Article:
########

Ok

En poursuivant votre navigation sur ce site, vous acceptez l'utilisation de cookies. Ces derniers assurent le bon fonctionnement de nos services. En savoir plus.

Le cardinal Zen : Benoît XVI, le Saint-Siège et la Chine

L’agence Asianews publie un texte fort intéressant du cardinal Joseph Zen, évêque émérite de Hong Kong, auteur des méditations du chemin de croix du pape en 2008, et qui n’est pas, comme on le sait, un adepte de la langue de bois. Voici une rapide traduction de ce texte.

Benoît XVI est un grand pape, un homme amoureux de la vérité. Pour lui, Dieu est la vérité, et l’homme ne peut pas vivre sans la vérité. Malheureusement, aujourd’hui, la vérité n’est pas « à la mode », et ce qui domine réellement est ce que Benoît XVI a qualifié de « dictature du relativisme ». Mais il a toujours tenu la barre pour garder le cap selon la vérité. Cela est sa contribution à la culture mondiale, et aussi à la Chine. Il faut ajouter que ce pape a fait pour la Chine ce qu’il n’a fait pour aucun autre pays : à aucune autre Eglise particulière il n’a écrit une lettre spécifique, aucun pays n’a une commission spéciale issue des deux plus importants dicastères du Saint-Siège, d’une trentaine de membres, qui lui soit dédiée. Nous devons lui en être profondément reconnaissants.

Mais, malheureusement, je dois ajouter que, souvent, il a été une voix isolée dans le désert. Je l’ai dit et je le répète : son travail a été ruiné par d’autres qui sont proches de lui, qui ne suivaient pas sa ligne. Je n’ai pas à juger les consciences : il est probable que ces conseillers pensaient que peut-être il n’en savait pas assez sur la situation, qu’il n’était pas en mesure de suivre la bonne stratégie. Quoi qu’il en soit, ces gens-là n’ont pas mis en œuvre ce que Benoît XVI avait établi comme lignes directrices pour l’Eglise en Chine.

En disant « d’autres », j’entends des gens du Vatican, mais aussi des gens de l’extérieur qui, sans l’aide du Saint-Siège, n’auraient pas fait tant de dégâts. C’est une situation très désagréable, bien qu’elle montre un autre aspect de la personnalité de Benoît XVI : il est absolument ferme en ce qui concerne la vérité, mais il est très respectueux des gens autour de lui, très – peut-être trop – poli : un homme doux, qui n’utilise jamais la force.

Ce n’est pas une faiblesse, c’est l’autre face d’un de ses grands mérites, la gentillesse, le respect, la pitié, exactement l’opposé de la façon dont il a souvent été dépeint (le « conservateur », le « panzer », l’« inquisiteur », etc.).

Moi aussi, parfois, j’ai été impatient et j’ai trouvé qu’il était trop déférent. Ces dernières années j’ai continué d’insister sur ce point parce que, en Chine, les gens sont très simples et ils identifient facilement le Saint-Siège au pape. Or il faut dire que beaucoup de ce qui a été fait en Chine n’est pas toujours attribuable au Saint-Père.

 

Le Vatican et le compromis à tout prix

 

Quelle influence ont eues la Lettre et la commission sur l’Egllise en Chine ?

########

Matériel fourni:

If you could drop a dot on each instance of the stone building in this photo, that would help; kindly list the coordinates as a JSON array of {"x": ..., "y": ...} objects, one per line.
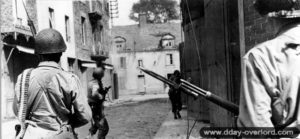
[
  {"x": 216, "y": 38},
  {"x": 17, "y": 52},
  {"x": 153, "y": 46},
  {"x": 83, "y": 25}
]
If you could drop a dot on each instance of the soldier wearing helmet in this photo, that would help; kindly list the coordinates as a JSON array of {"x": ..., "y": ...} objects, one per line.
[
  {"x": 96, "y": 97},
  {"x": 270, "y": 73},
  {"x": 56, "y": 103},
  {"x": 175, "y": 95}
]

########

À compléter:
1. D'après l'article, de quel lieu le cardinal Joseph Zen est-il évêque émérite ?
2. Relevez dans l'article tous les qualificatifs entre guillemets sous lesquels Benoît XVI a souvent été dépeint.
3. Recopiez le passage de l'article qui commence par « Benoît XVI est » et se poursuit jusqu'à « être profondément reconnaissants. ».

Réponses attendues:
1. De Hong Kong.

2. Le « conservateur », le « panzer », l'« inquisiteur ».

3.
Benoît XVI est un grand pape, un homme amoureux de la vérité. Pour lui, Dieu est la vérité, et l’homme ne peut pas vivre sans la vérité. Malheureusement, aujourd’hui, la vérité n’est pas « à la mode », et ce qui domine réellement est ce que Benoît XVI a qualifié de « dictature du relativisme ». Mais il a toujours tenu la barre pour garder le cap selon la vérité. Cela est sa contribution à la culture mondiale, et aussi à la Chine. Il faut ajouter que ce pape a fait pour la Chine ce qu’il n’a fait pour aucun autre pays : à aucune autre Eglise particulière il n’a écrit une lettre spécifique, aucun pays n’a une commission spéciale issue des deux plus importants dicastères du Saint-Siège, d’une trentaine de membres, qui lui soit dédiée. Nous devons lui en être profondément reconnaissants.